[Start Document segment]

Saturday, May 31, 2014

This Week in Proverbs #2 (18-31)

The second half of Proverbs continues the wise advice about how to live successfully in this world in a way that pleases God and maintains the best relationships possible with both good and evil people (and the mixture of the two that is in all of us). Again, I was impressed this time through with the high degree of organization within the book and the need to think about the reason why certain Proverbs were placed together in the collection. Sometimes the author wants us to meditate on observations that seem to contradict and other times he points out commonalities to all our situations that we need to acknowledge to be successful.

The book closes with an epilogue about the “the good wife” which really epitomizes the “wisdom woman” which we are all to pursue. Remember the book was originally written to guide and motivate young men (probably princes) to live and rule wisely, rather than selfishly. Proverbs urges all of us to pursue wisdom with the same fervor that young men and women pursue each other. It pictures life as two paths: two women (prostitute and good wife); one of which promises pleasure but produces trouble and death, the other which advocates hard work and responsibility but produces real pleasure, peace and success. As Garrett sums up the book, “In Proverbs wisdom is not merely or even primarily intellectual; it is first of all relational. The young person finds wisdom through three specific relationships. A man must fear Yahweh, heed parents, and find the good wife. Moreover, one will gain the fear of Yahweh and the good wife in the same way: both are gifts from God.” Garrett, Proverbs, (New American Commentary), 252.

The purpose of these verses is to warn against being too much in love with one’s own words. One should recognize the power of words and use them with restraint. Voicing one’s own views, here ironically described as eating the fruit of the tongue, can be an addictive habit with dangerous results. Proverbs 18.20-21

I have experienced many times the foolishness of saying the “right thing” at the “wrong time.” Wisdom learns from experience when is the time to speak up and when is the right time to “keep your mouth shut.”

Happiness is impossible without domestic tranquility, and the wife is the anchor of that tranquility... She is “from the Lord” in that even the wisest of men can choose a particular woman for the wrong reasons. It is only by divine providence that one’s choice will turn out to have been a good one... the antithesis to the quarrelsome wife is not strictly the submissive wife but the “prudent” wife, implying someone who is adept in all kinds of circumstances and knows how to deal with people.  Proverbs 18,22, 19.13-14, 170.

Celebrating my anniversary this week and then officiating Jesse and Jonie’s wedding has made me very thankful for the “good wife” that God provided for me and the importance for each of our students to find a spouse that is “one” with them in following the way of Jesus and will be their partner in being what God has called them to be.

The main point is transparent: rich and poor have equal standing before Yahweh...the central idea is that those who are well off must never forget that they, no less than the impoverished, are contingent beings who wholly depend on God for life and livelihood. In short, one must live with humility before God. Proverbs 22.2-5, 186.

The Bible is consistent, cover to cover, that one of the key indicators of a church or person that is a real follower of Christ is that they use their resources to meet the material needs of the people around them.

[End Document segment]

What is required: Copy the post on Proverbs word for word, from "The main point" to "people around them.".

[Start Given data]

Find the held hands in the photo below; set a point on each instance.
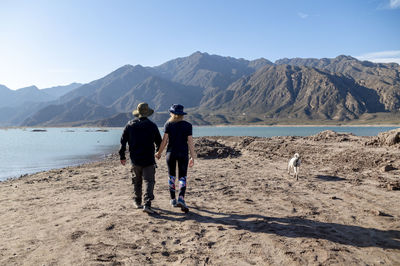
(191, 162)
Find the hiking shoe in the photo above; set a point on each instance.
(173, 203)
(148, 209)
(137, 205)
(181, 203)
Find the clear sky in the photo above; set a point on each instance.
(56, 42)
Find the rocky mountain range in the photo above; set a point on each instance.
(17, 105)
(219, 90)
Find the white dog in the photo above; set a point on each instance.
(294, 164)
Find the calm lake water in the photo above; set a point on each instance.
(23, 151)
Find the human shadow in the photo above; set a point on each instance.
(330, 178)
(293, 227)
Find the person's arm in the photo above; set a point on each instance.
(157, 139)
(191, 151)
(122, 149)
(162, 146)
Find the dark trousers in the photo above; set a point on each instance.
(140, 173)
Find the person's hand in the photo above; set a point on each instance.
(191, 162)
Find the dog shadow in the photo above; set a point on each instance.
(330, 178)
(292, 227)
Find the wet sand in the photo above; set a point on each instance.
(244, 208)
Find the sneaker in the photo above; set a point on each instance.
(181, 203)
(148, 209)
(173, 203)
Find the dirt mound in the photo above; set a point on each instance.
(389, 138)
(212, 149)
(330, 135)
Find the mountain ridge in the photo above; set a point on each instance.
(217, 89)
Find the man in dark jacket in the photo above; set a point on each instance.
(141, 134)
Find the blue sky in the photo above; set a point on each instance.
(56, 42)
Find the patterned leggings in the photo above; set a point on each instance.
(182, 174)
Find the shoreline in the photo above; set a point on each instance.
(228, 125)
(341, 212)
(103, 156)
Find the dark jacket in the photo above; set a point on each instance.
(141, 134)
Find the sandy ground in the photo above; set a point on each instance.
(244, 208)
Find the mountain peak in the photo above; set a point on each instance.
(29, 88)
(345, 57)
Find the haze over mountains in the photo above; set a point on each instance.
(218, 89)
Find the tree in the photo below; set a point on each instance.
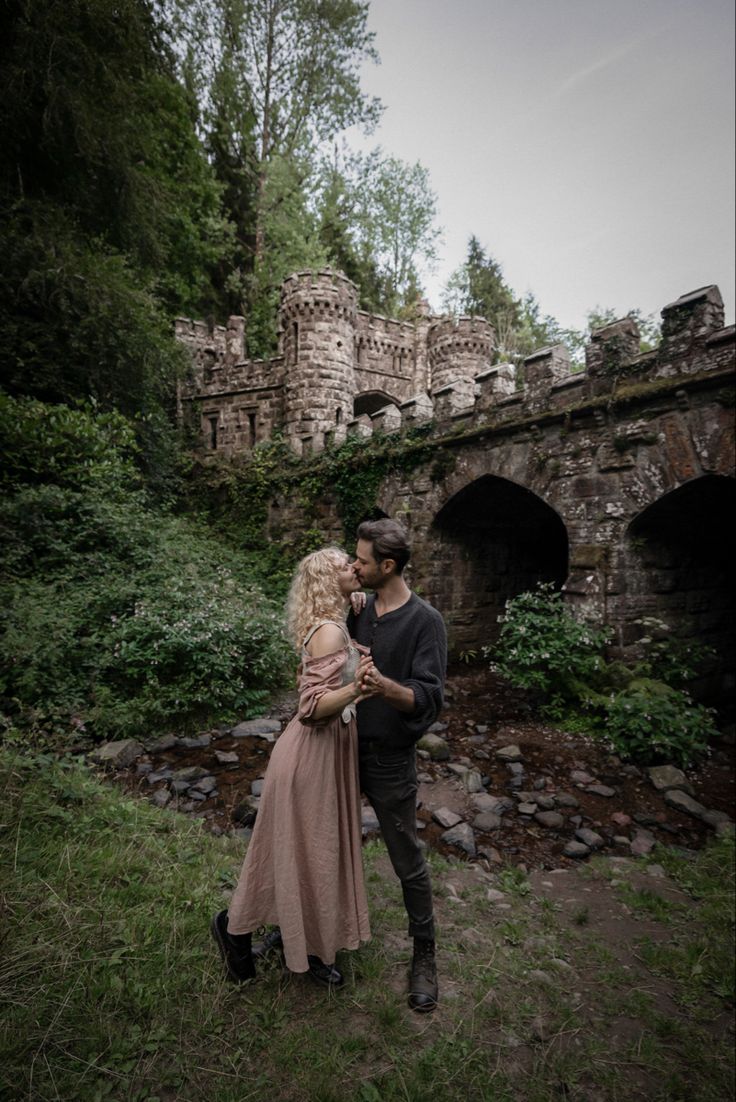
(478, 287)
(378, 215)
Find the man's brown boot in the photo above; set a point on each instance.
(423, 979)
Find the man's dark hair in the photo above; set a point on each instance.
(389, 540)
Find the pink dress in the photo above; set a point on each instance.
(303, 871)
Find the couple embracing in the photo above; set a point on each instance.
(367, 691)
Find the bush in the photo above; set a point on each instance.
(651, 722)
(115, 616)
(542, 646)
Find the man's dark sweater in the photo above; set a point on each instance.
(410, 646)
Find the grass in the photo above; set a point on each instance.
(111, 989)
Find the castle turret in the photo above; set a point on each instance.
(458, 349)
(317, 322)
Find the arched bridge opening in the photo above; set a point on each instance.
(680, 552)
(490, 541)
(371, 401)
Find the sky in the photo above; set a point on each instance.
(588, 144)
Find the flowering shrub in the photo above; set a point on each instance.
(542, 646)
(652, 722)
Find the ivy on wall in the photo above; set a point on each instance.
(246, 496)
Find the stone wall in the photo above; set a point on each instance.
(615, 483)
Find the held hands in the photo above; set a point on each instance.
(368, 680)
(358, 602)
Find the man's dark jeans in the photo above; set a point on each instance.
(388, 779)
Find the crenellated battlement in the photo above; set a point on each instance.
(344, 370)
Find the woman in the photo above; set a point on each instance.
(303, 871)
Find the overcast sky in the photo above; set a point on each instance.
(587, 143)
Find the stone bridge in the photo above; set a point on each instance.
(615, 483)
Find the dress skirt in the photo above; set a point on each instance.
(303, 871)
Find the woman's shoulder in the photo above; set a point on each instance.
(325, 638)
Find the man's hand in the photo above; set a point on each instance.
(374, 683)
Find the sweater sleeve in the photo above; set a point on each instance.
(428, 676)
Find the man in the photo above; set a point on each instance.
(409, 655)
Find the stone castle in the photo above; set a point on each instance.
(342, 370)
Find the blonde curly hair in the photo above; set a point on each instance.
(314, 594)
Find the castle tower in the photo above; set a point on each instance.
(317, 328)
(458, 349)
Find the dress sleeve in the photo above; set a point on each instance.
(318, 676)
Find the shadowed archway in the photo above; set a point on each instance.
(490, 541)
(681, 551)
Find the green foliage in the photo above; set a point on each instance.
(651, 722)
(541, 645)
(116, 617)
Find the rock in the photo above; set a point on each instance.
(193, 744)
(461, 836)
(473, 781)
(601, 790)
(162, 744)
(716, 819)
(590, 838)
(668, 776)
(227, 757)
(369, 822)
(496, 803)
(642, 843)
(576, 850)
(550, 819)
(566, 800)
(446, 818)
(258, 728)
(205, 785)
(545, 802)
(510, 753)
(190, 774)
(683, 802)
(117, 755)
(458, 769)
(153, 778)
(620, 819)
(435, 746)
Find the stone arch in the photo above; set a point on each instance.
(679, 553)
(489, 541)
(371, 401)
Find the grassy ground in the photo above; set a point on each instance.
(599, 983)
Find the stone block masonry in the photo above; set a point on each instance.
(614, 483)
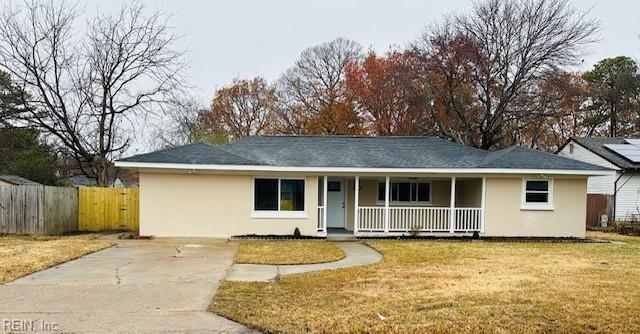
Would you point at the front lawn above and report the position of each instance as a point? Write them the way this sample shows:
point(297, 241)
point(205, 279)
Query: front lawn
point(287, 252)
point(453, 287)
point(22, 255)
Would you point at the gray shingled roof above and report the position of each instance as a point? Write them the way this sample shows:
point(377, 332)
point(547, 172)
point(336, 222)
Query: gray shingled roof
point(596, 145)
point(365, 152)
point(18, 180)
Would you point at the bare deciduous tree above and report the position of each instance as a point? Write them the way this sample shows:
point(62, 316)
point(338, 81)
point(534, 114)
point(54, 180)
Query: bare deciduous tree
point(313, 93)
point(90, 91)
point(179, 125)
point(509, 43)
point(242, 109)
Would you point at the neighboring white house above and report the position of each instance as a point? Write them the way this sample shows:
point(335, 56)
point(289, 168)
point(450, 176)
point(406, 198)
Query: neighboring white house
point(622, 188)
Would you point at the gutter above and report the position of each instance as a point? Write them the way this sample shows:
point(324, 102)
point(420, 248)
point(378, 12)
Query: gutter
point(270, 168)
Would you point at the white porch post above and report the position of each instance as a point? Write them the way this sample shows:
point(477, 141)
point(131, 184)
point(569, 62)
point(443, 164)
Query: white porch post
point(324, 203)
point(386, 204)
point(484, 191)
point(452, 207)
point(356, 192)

[End Given data]

Final answer:
The main point is transparent: rich and poor have equal standing before Yahweh...the central idea is that those who are well off must never forget that they, no less than the impoverished, are contingent beings who wholly depend on God for life and livelihood. In short, one must live with humility before God. Proverbs 22.2-5, 186.

The Bible is consistent, cover to cover, that one of the key indicators of a church or person that is a real follower of Christ is that they use their resources to meet the material needs of the people around them.